Pull every line from the records below and reproduce each one word for word, in the same order.

◆ TASK MATERIAL
---+---

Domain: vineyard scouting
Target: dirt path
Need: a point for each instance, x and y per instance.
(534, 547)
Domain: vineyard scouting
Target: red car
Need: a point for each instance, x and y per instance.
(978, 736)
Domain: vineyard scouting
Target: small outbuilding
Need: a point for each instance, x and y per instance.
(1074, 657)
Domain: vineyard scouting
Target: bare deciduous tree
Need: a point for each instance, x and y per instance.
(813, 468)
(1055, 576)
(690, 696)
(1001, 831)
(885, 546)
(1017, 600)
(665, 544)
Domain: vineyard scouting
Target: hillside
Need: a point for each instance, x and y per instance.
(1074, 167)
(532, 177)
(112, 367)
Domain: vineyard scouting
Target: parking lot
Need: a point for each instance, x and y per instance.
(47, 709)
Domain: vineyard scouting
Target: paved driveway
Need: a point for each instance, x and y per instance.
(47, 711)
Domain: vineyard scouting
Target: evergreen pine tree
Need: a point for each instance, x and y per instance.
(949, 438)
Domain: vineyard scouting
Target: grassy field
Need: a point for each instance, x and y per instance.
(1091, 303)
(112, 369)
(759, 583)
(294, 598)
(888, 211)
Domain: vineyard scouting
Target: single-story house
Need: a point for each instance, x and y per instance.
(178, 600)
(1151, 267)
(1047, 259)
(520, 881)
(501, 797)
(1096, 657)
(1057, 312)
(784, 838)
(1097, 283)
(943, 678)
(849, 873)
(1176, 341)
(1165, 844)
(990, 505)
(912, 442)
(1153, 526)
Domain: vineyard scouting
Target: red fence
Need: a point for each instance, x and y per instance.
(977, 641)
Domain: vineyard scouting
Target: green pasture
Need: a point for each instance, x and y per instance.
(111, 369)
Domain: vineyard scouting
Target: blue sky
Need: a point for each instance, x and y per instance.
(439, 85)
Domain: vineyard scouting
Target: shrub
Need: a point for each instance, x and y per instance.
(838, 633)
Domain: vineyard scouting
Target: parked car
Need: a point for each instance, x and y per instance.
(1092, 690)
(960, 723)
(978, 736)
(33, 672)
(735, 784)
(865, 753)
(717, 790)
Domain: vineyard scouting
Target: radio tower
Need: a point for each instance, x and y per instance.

---+---

◆ FINISHED EXERCISE
Domain: vineyard scouting
Target: dirt path
Need: a point for each instance, x and y per instance.
(534, 547)
Domain: vineyard scouting
Target: red car
Need: a point for each instance, x and y per instance.
(978, 736)
Domain: vineyard scouting
Target: small outbuilding
Need: a point for each instance, x and y per instance.
(1074, 657)
Domain: vineyard scouting
Target: bare deciduous tree
Need: a point for each instance, x and y per instance.
(813, 468)
(1055, 576)
(690, 696)
(1001, 831)
(885, 546)
(1017, 600)
(665, 544)
Domain: vineyard scouting
Target: hillside
Need: a point for each instance, x and y per instance.
(1074, 167)
(532, 177)
(112, 367)
Domain: vineyard scouting
Target: parking lot
Need: a point for each instance, x and y per instance.
(47, 709)
Domain: vineyard scouting
Target: paved driveway
Need: a point for each instance, x and y per instance.
(47, 711)
Domain: vineyard scouting
Target: evergreen pine tree
Need: a point for each instance, x and y per instance.
(949, 438)
Domain: vineyard scouting
Target: grassy field
Need: a point for each instance, x and y per instance.
(1091, 303)
(112, 369)
(759, 583)
(294, 598)
(888, 211)
Domain: vineyard scouting
Target: single-story house
Need: a point for each instance, x and y per instance.
(178, 600)
(1151, 267)
(1047, 259)
(520, 881)
(501, 797)
(1096, 657)
(1057, 312)
(784, 838)
(1097, 283)
(943, 678)
(849, 873)
(1176, 341)
(1165, 844)
(990, 505)
(912, 442)
(1153, 526)
Domain: vineyard scouting
Target: red fence
Need: a point for each instance, x and y per instance.
(977, 641)
Domain: vineyard scouting
Target: green pasture
Need: a point for each instance, x and y per instance.
(111, 369)
Domain: vineyard scouting
Target: blue sky
Need: a point for each instance, x and y per instance.
(439, 85)
Domain: vineyard scouting
Target: shrub
Need: a point for each instance, x and y per instance.
(838, 633)
Domain: vineyard scouting
Target: parked car
Need: a point for each instance, x and y per instance.
(1092, 690)
(960, 723)
(978, 736)
(33, 672)
(735, 784)
(865, 753)
(717, 790)
Domain: vineyard scouting
Target: radio tower
Need: a point for each instance, x and y per instance.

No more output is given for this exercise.